WHAT TO PRODUCE |
Print the line where "Find wheel hub." occurs and every line that follows it in the data below, ending with the last line, precisely as written.

(Records from a collection)
-------

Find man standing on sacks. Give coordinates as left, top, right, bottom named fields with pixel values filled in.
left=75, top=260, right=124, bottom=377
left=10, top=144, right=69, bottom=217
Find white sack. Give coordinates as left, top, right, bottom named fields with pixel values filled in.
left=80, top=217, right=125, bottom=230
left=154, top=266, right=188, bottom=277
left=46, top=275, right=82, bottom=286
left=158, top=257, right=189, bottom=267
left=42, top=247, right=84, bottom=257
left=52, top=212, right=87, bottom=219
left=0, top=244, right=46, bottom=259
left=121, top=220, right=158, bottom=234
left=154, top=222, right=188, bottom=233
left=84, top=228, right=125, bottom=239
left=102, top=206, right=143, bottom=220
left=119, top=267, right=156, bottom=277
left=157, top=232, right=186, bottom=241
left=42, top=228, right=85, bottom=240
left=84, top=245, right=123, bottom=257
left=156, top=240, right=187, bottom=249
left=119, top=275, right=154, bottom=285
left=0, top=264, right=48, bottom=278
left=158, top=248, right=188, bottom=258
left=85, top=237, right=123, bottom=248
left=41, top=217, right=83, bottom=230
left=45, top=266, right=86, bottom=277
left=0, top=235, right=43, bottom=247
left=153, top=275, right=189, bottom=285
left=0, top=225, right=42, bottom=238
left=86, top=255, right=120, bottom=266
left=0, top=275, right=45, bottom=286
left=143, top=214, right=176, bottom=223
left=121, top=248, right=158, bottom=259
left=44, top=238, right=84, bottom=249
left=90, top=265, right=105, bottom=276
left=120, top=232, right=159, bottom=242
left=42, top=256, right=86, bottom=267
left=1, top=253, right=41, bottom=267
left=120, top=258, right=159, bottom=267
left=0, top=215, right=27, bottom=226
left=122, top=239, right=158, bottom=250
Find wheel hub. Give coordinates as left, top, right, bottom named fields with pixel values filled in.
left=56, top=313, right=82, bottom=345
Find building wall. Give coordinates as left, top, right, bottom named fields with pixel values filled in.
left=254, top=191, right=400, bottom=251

-------

WRITTEN RESPONSE |
Find wheel hub. Give coordinates as left, top, right, bottom named fields with pixel values filled in.
left=56, top=313, right=82, bottom=345
Find building wall. Give coordinates as left, top, right, bottom named fields with pixel values filled in.
left=254, top=191, right=400, bottom=251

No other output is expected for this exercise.